→ **Stated exercise**:
Convert every line of the items below into a Markdown table with the columns Row and Line. Put the row number under Row, put the line under Line, and leave out blank lines.

→ **Items stored in the dataset**:
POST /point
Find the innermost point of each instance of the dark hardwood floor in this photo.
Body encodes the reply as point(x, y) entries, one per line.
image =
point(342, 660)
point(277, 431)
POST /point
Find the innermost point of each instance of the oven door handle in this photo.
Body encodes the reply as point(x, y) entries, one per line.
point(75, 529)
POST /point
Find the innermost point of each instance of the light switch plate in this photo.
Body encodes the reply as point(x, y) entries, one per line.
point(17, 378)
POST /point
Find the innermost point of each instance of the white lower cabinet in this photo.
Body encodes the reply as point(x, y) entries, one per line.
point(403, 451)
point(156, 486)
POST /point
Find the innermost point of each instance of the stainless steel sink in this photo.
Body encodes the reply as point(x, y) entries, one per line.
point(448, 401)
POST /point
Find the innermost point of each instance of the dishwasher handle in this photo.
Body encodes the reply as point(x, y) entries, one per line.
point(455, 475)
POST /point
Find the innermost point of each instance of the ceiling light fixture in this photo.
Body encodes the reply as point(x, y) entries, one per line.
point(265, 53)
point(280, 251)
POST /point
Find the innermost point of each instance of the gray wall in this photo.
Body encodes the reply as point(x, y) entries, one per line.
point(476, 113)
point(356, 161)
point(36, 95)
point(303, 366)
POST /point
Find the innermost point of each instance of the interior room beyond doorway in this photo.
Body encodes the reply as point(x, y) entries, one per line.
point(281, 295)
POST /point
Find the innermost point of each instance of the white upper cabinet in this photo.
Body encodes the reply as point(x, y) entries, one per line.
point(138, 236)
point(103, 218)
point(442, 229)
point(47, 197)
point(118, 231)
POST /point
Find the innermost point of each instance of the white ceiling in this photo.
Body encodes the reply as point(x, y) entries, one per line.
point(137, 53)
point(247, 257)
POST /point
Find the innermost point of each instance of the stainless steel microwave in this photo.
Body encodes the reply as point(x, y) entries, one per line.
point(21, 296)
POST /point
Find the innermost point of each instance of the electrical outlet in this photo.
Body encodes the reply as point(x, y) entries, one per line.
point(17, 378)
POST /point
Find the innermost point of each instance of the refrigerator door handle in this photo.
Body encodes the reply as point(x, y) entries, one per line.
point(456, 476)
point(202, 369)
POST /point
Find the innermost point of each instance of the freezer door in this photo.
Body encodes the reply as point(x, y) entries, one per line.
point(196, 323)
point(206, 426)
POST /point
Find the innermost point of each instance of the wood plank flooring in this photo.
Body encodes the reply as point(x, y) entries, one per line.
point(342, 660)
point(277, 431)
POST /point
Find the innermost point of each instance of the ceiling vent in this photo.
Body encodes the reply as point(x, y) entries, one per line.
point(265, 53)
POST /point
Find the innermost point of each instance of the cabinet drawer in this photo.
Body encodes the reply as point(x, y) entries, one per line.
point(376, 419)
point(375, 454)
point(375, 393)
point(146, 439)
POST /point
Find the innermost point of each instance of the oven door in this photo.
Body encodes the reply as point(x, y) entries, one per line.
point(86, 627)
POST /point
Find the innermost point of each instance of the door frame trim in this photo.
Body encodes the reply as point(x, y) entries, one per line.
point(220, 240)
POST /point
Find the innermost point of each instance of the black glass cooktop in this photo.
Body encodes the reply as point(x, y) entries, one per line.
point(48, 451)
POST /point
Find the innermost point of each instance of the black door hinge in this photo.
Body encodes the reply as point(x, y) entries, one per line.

→ **Response to the exercise**:
| Row | Line |
|---|---|
| 1 | POST /point |
| 2 | Find the innermost point of each instance of the dark hardwood floor in this photo. |
| 3 | Body encodes the reply as point(x, y) entries, one per line. |
| 4 | image = |
| 5 | point(342, 660) |
| 6 | point(277, 431) |
| 7 | POST /point |
| 8 | Find the innermost point of each instance of the oven door handle in this photo. |
| 9 | Body encodes the reply as point(x, y) entries, one per line. |
| 10 | point(75, 529) |
| 11 | POST /point |
| 12 | Find the innermost point of each instance of the light switch plate in this photo. |
| 13 | Body encodes the reply as point(x, y) entries, one per line. |
| 14 | point(17, 378) |
| 15 | POST /point |
| 16 | Find the innermost point of each instance of the white lower cabinet in this photo. |
| 17 | Body encodes the reply as point(x, y) entries, one per line. |
| 18 | point(403, 451) |
| 19 | point(156, 486) |
| 20 | POST /point |
| 21 | Find the innermost point of each instance of the stainless steel sink in this photo. |
| 22 | Body encodes the reply as point(x, y) entries, one per line. |
| 23 | point(448, 401) |
| 24 | POST /point |
| 25 | Find the innermost point of each instance of the dishwasher handle in this photo. |
| 26 | Body encodes the reply as point(x, y) entries, one per line. |
| 27 | point(455, 475) |
| 28 | POST /point |
| 29 | Find the innermost point of each instance of the ceiling light fixture in this photo. |
| 30 | Body encodes the reply as point(x, y) entries, one per line. |
| 31 | point(265, 53) |
| 32 | point(280, 251) |
| 33 | POST /point |
| 34 | Find the innermost point of each instance of the gray wall in this photo. |
| 35 | Body encodes the reply as point(x, y) entries, one per line. |
| 36 | point(476, 113) |
| 37 | point(356, 161) |
| 38 | point(36, 95) |
| 39 | point(303, 366) |
| 40 | POST /point |
| 41 | Find the innermost point of each instance of the interior room beyond doorway in this photo. |
| 42 | Body encodes the reply as point(x, y) entries, one per line. |
| 43 | point(281, 295) |
| 44 | POST /point |
| 45 | Find the innermost point of each instance of the white upper cabinet in this photo. |
| 46 | Body encodes the reply as point(x, y) entries, one per line. |
| 47 | point(138, 236) |
| 48 | point(103, 218) |
| 49 | point(442, 229) |
| 50 | point(47, 197) |
| 51 | point(118, 231) |
| 52 | POST /point |
| 53 | Find the innermost point of each instance of the white ceiling in this photo. |
| 54 | Body encodes the reply as point(x, y) entries, one per line. |
| 55 | point(137, 53) |
| 56 | point(247, 257) |
| 57 | POST /point |
| 58 | Find the innermost point of each instance of the stainless steel microwave in this photo. |
| 59 | Body encodes the reply as point(x, y) entries, one per line. |
| 60 | point(21, 296) |
| 61 | POST /point |
| 62 | Find the innermost point of each instance of the electrical outlet in this photo. |
| 63 | Body encodes the reply as point(x, y) entries, one per line. |
| 64 | point(17, 378) |
| 65 | POST /point |
| 66 | Find the innermost point of each instance of the refrigerator door handle in this photo. |
| 67 | Body encodes the reply as point(x, y) entries, one per line. |
| 68 | point(456, 476) |
| 69 | point(202, 369) |
| 70 | POST /point |
| 71 | Find the innermost point of each instance of the freezer door in this photo. |
| 72 | Body encodes the reply as point(x, y) entries, one per line. |
| 73 | point(196, 323) |
| 74 | point(206, 426) |
| 75 | POST /point |
| 76 | Find the innermost point of each instance of the wood plank flooring in this photo. |
| 77 | Body encodes the reply as point(x, y) entries, one per line. |
| 78 | point(342, 660) |
| 79 | point(277, 431) |
| 80 | POST /point |
| 81 | Find the innermost point of each instance of the ceiling vent in this photo. |
| 82 | Body encodes the reply as point(x, y) entries, one per line. |
| 83 | point(265, 53) |
| 84 | POST /point |
| 85 | Find the innermost point of each instance of the cabinet drawer in this photo. |
| 86 | Body encodes the reply as point(x, y) entries, one per line. |
| 87 | point(376, 419) |
| 88 | point(375, 454) |
| 89 | point(375, 393) |
| 90 | point(146, 439) |
| 91 | POST /point |
| 92 | Find the innermost point of each instance of the oven door in this photo. |
| 93 | Body encodes the reply as point(x, y) entries, one per line. |
| 94 | point(86, 627) |
| 95 | POST /point |
| 96 | Find the innermost point of each instance of the door frame trim in this photo. |
| 97 | Body encodes the reply as point(x, y) entries, one per line. |
| 98 | point(220, 240) |
| 99 | POST /point |
| 100 | Find the innermost point of each instance of the black glass cooktop in this photo. |
| 101 | Body encodes the reply as point(x, y) entries, one per line. |
| 102 | point(48, 451) |
| 103 | POST /point |
| 104 | Find the innermost point of each instance of the black door hinge in this photo. |
| 105 | Body encodes the reply as point(x, y) entries, one per line. |